A calling to mother the abandoned

Sr Cotilda Nakiwala (in veil) and two helpers with some of the abandoned babies at Ibanda Babies Home. PHOTO BY RAJAB MUKOMBOZI.

What you need to know:

As we celebrate Mother’s Day today, nothing is as great a joy as being able to give a mother’s love to children who are not biologically yours but orphaned or abandoned.

A visit to Ibanda Babies Home evokes sympathy for the abandoned babies and irritation towards their parents and guardians who throw them away. Toddlers, 33 in number, ranging from a few days old to four years are taken care of here by 13 helpers led by Sister Cotilda Nakiwala.

Sr Nakiwala says she is proud of dedicating her life to giving hope and care to abandoned babies. Her love for these babies is witnessed as she enters their abode and she is mobbed and welcomed with cries of mummy, mummy, mummy.

“At first it was so challenging and I was very much disturbed seeing the state of these babies who were being brought in. But I committed myself to restoring hope and giving love to these unfortunate babies. I can assure you I am one of the happiest people for the hundreds of babies I have given love, care and hope,” she says.

Having been born, cared for and loved by her parents inspired Sr Nakiwala to take on abandoned babies and share the same love she received from her parents.

SUPPLIED RECORDS:

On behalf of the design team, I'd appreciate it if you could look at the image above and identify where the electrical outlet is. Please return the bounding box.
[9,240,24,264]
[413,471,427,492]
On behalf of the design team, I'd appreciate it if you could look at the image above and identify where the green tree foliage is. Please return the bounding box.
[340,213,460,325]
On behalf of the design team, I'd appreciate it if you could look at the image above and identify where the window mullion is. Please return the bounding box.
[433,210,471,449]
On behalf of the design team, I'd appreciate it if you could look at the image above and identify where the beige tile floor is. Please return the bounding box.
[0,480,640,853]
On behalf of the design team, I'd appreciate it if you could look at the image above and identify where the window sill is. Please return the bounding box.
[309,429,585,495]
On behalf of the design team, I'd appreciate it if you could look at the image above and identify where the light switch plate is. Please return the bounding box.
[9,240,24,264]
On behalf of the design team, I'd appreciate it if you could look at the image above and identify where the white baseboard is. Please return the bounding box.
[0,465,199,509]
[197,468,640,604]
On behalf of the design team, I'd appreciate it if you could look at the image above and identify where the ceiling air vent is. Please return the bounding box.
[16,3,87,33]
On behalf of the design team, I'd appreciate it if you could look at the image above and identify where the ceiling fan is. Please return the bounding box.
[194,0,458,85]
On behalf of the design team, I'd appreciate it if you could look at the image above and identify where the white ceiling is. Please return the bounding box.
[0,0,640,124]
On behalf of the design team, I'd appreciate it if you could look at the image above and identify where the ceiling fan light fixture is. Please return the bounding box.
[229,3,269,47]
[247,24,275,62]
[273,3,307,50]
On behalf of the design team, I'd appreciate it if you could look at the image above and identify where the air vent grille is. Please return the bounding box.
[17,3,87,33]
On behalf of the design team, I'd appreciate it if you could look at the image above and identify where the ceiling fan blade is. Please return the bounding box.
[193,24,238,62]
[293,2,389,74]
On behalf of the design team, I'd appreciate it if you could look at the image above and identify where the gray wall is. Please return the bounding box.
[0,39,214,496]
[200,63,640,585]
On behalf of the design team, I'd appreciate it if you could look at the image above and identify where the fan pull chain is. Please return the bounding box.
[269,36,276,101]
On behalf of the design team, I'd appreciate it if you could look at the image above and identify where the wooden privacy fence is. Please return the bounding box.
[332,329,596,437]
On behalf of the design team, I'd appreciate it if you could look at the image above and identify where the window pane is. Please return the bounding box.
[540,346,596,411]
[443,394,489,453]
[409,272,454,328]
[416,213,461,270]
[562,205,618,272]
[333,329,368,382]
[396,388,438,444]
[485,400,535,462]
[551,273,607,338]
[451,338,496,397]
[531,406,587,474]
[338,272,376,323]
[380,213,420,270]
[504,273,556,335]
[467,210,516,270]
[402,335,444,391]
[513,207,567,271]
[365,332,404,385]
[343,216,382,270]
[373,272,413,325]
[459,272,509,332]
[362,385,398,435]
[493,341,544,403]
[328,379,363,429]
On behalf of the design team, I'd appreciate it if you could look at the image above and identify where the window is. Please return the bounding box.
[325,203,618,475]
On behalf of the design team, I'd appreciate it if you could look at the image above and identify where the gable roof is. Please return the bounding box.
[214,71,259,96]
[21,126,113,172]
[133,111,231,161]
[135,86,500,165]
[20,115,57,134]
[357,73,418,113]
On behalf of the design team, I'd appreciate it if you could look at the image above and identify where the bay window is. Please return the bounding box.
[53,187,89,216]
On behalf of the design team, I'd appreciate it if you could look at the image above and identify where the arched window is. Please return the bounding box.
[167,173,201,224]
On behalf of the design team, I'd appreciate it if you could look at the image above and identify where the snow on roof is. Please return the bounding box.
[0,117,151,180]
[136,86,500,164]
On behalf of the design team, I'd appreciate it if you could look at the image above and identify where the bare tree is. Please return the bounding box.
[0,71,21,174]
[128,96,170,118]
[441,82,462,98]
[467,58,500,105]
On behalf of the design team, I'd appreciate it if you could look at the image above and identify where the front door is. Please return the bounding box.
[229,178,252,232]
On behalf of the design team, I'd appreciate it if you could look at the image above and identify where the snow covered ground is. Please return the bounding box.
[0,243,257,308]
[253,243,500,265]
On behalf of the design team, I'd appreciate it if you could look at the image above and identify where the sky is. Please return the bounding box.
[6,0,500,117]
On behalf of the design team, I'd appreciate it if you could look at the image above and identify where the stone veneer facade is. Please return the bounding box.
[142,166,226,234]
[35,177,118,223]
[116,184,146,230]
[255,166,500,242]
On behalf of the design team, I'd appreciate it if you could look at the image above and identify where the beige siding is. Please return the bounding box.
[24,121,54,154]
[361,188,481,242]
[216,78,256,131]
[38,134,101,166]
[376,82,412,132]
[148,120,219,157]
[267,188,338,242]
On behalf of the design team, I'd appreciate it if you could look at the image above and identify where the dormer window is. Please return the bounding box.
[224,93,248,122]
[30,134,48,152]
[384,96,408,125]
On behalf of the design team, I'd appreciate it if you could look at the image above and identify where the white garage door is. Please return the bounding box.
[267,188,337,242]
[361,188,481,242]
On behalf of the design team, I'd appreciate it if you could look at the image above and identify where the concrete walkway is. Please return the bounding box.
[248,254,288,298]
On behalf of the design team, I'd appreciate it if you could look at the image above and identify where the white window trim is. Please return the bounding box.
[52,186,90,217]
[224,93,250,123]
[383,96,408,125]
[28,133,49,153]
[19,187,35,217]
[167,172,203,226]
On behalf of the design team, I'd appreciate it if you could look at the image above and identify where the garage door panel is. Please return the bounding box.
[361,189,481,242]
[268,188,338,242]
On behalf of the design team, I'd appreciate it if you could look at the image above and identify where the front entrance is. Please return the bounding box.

CHECK YOUR UNDERSTANDING:
a – Decide whether each statement below agrees with the article about Ibanda Babies Home. For each, answer yes or no and quote the words of the article that settle it.
(i) Thirteen helpers look after 33 toddlers at the home.
(ii) Sr Nakiwala found the work easy from the start.
(iii) The children at the home are as old as six years.
b – In the article about Ibanda Babies Home, Sr Nakiwala names what she has given to the hundreds of babies. List every item she names.
c – Extend the article about Ibanda Babies Home, starting right after its final sentence.

ANSWERS TO THE EXERCISE:
a –
(i) Yes: "Toddlers, 33 in number, ranging from a few days old to four years are taken care of here by 13 helpers led by Sister Cotilda Nakiwala."
(ii) No: "At first it was so challenging and I was very much disturbed seeing the state of these babies who were being brought in."
(iii) No: "ranging from a few days old to four years"

b – Love, care, hope

c –
Brought up in a family where she was loved alot by her parents, she imagined the difficult life of these babies who do not receive this kind of love. “Babies who do not receive love from their parents at tender age have their future affected and some become wild. I was determined to pick up these babies and offer them the same love my parents gave me,” she says.

Sr Nakiwala adds that as a nun, this is the best she can do to show love and the gift she can share with these abandoned babies. She says that abandoning babies partly originates from the very mothers not getting love from their parents at a tender age.

“Most of these mothers that abandon their children had no love from their parents at tender age, you find most of these mothers were raised under families characterised by domestic violence and grew up without any love and thus see it easier to abandon babies they produce,” she says.

Her service is not without challenges though. The Babies home is financially constrained, depending only on wellwishers and Mbarara Archdiocese.
“We have to feed, clothe and offer medical care for these babies but unfortunately, there is little funding for this which affects our operations. We also need more mothers as helpers in this cause, but we cannot manage it without adequate funding,” she says.

She longs to see more well-wishers come in to lend a hand in seeing these unfortunate babies get hope. Challenges notwithstanding, Sr Nakiwala remains committed to the calling.

“I feel happy and excited having seen over 100 babies grow happy from zero age to four years in my hands. Some of these are brought when they are very miserable, but after one month under our care their condition greatly improves,” she says. The seven years she has looked after the babies have taught her how to be merciful, tolerant and more loving.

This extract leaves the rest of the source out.